• INSTRUCTIONS TO FOLLOW: Give every line from the entries that contains "earring".

• DATA SHOWN:
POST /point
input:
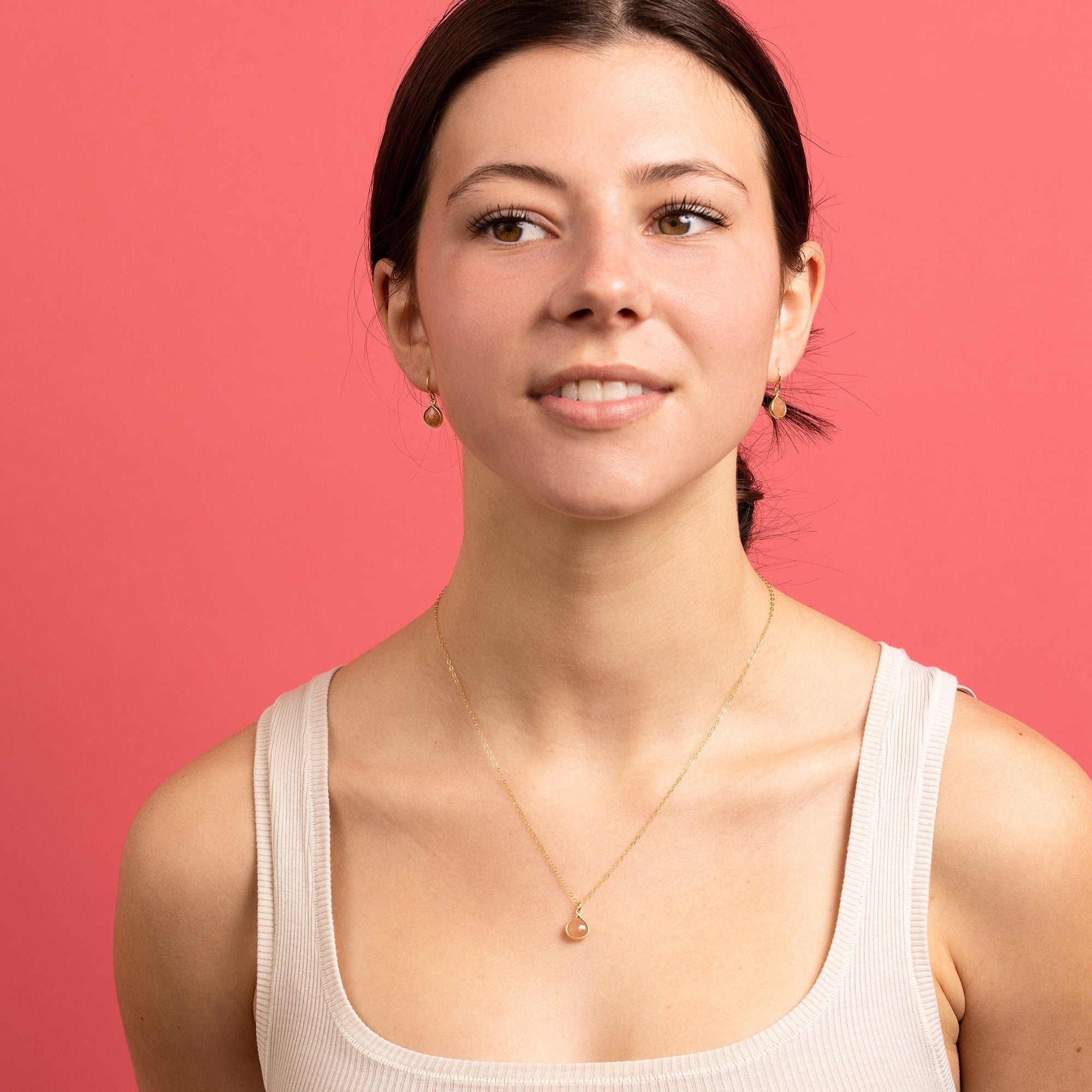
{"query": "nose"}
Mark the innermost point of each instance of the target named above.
(606, 282)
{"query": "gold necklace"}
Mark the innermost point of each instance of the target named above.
(577, 928)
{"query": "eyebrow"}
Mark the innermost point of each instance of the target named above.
(647, 174)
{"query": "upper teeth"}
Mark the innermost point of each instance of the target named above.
(595, 390)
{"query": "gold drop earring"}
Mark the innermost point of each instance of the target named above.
(434, 416)
(778, 408)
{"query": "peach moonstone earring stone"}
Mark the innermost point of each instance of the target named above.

• RESULT:
{"query": "gold drop earring"}
{"query": "peach moonstone earring stone"}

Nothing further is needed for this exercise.